GIVEN EXERCISE:
Rewrite the lines below, substituting "image coordinates" for every "pixel coordinates" and leaving everything else unchanged.

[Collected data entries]
※

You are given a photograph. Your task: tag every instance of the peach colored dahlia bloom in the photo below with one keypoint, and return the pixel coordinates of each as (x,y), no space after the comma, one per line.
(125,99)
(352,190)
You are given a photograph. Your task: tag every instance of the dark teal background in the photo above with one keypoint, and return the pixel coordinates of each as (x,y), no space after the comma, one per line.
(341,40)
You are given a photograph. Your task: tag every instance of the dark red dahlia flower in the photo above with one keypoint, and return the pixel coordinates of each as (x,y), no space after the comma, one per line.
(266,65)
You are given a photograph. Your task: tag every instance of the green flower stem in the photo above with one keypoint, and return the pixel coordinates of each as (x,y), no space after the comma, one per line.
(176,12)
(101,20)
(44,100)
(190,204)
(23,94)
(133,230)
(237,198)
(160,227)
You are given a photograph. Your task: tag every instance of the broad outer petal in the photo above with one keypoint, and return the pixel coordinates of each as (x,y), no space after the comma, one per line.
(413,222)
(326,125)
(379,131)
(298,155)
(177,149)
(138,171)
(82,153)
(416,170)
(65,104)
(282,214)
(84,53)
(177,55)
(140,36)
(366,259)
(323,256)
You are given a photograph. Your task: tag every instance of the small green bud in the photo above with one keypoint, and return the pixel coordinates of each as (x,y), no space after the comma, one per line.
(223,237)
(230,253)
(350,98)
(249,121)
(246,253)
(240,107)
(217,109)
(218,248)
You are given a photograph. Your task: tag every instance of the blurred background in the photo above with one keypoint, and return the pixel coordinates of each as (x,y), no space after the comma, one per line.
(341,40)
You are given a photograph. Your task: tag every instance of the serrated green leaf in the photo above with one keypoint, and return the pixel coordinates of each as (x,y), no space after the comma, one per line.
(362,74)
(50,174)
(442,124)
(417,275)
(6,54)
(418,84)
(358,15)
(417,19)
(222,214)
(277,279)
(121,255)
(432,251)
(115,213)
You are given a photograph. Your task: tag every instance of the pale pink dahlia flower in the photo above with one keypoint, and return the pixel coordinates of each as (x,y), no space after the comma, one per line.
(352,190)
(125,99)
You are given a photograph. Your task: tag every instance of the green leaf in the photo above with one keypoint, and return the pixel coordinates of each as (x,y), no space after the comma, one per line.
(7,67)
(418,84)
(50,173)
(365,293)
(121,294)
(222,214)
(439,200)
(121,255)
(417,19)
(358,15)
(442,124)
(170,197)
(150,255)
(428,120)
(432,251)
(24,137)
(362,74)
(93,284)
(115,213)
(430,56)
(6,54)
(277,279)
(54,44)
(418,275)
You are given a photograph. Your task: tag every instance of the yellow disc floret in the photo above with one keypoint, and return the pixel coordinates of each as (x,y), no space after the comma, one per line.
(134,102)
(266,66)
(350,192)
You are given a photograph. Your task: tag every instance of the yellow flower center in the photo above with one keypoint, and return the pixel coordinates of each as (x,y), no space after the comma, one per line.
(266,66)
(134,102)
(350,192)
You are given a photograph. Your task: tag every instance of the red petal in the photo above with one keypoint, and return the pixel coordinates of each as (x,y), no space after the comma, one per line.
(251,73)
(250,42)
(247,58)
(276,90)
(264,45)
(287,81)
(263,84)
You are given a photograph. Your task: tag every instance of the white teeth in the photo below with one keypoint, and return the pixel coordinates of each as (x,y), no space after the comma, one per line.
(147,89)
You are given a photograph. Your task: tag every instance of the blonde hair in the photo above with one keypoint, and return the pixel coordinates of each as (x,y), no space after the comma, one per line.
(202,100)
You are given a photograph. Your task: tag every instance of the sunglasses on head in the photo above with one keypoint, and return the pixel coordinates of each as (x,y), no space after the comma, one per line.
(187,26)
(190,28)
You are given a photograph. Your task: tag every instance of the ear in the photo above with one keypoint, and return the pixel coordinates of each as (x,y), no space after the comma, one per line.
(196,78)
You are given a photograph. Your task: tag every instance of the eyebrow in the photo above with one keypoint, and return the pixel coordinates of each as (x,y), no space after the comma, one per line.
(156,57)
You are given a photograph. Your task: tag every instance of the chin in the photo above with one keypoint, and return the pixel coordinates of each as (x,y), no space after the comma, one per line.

※

PROBLEM SOLUTION:
You are given a photograph. Your task: tag every instance of the peach colored dahlia bloom in the photo below with one keypoint, and return the image coordinates of each as (x,y), no space after the comma, one per line.
(125,99)
(352,190)
You are given a photograph. Your task: tag every instance of the dark teal background in the photo above with one keypoint, and return the image coordinates of each as (x,y), no space after the comma, one per line.
(341,40)
You are given a photograph. Your task: tag every instance of the dark red dahlia flower in the photo above with one keypoint, and return the image coordinates of each as (x,y), no space after the comma, one per line.
(266,65)
You are given a photograph. Your task: tag every instance of the green flower stem in the photo above with one keypoint, and return the image coordinates of each as (x,y), no space after the comma, one per line.
(176,12)
(101,20)
(44,100)
(190,204)
(23,94)
(133,230)
(237,198)
(160,227)
You are given a photograph. Your task: tag every instance of the broad outer petal in the photo above with one keypoint, and return the image coordinates of each as (x,y), no space after the comma, one per line.
(413,222)
(326,125)
(379,131)
(298,155)
(177,149)
(138,171)
(82,153)
(416,170)
(65,104)
(282,214)
(84,53)
(177,55)
(140,36)
(366,259)
(323,256)
You are given a photograph. Your task: tag every instance of the small green bud in the photo above with one keypoint, and return the image coordinates of each as (x,y), no space after the comma, one per line.
(223,237)
(230,253)
(350,98)
(249,121)
(246,253)
(240,107)
(217,109)
(218,248)
You are given a photograph. Your task: tag every instance of the blurred background in the photo above with one keypoint, and return the image coordinates of each as (x,y), no space after the comma, one per line.
(341,40)
You are given a photograph. Your task: tag every instance of the serrated green leaf in the photo above with one keypoint, and return the image coordinates of each as (x,y), no space after the comma, one per line.
(362,74)
(50,174)
(442,124)
(417,275)
(6,54)
(418,84)
(358,15)
(417,19)
(222,214)
(277,279)
(121,255)
(432,251)
(115,213)
You are given a photograph. Your task: tag every instance of the pale pink dahlia flower in the photo above with one keypoint, and return the image coordinates of each as (x,y), no space after the comma, one per line.
(352,190)
(125,99)
You are given a photograph. Your task: tag every instance of the green leaf in the photo above with one keypoint, and return the image coordinates of each as (x,y), no space after the comma, one per line.
(7,67)
(418,84)
(50,173)
(365,293)
(121,294)
(222,214)
(439,200)
(121,255)
(417,19)
(358,15)
(442,124)
(170,197)
(150,255)
(428,120)
(432,251)
(24,137)
(362,74)
(93,284)
(115,213)
(430,56)
(6,54)
(277,279)
(54,44)
(418,275)
You are given a photograph. Your task: tag every instance of the yellow disc floret in the photo above with one keypoint, and return the image coordinates of each as (x,y), no space after the comma, one per line.
(134,102)
(266,66)
(350,192)
You are given a photograph. Your task: tag every instance of the yellow flower center in the photo above with one keypoint, and return the image coordinates of each as (x,y), no space after the comma, one per line.
(266,66)
(134,102)
(350,192)
You are given a photograph. Your task: tag every instance of the red petal in the photo above with one keypoint, and return the image coordinates of each as (x,y), no space after the comma, one per line.
(251,73)
(250,42)
(247,58)
(276,90)
(264,45)
(287,81)
(263,84)
You are given a photograph. Your task: tag every instance of the white teeth in the photo below with one keypoint, and return the image coordinates of each as (x,y), no space after the comma, one per line.
(147,89)
You are given a photograph. Your task: tag every instance of the blonde hair in the photo above with one keypoint, and return the image coordinates of each as (x,y), no space after the comma, one per line.
(202,100)
You are given a photograph. Your task: tag every instance of the sunglasses on head in the photo above with one keypoint, and return the image coordinates of each as (x,y), no space after the comma, one per line.
(187,26)
(190,28)
You are given a photograph. Your task: tag every instance of the ear in the photo above with one keypoint, and return the image coordinates of each as (x,y), no space after the comma, one per line.
(196,78)
You are given a photograph. Your task: tag every instance of the eyebrow in the photo above with one keypoint, and return the image coordinates of each as (x,y), no space after the comma, one per line.
(156,57)
You are given a photograph. Your task: tag every instance of the chin in the photo above with one keypoint, and return the image coordinates of each as (x,y), no space after the comma, one per line.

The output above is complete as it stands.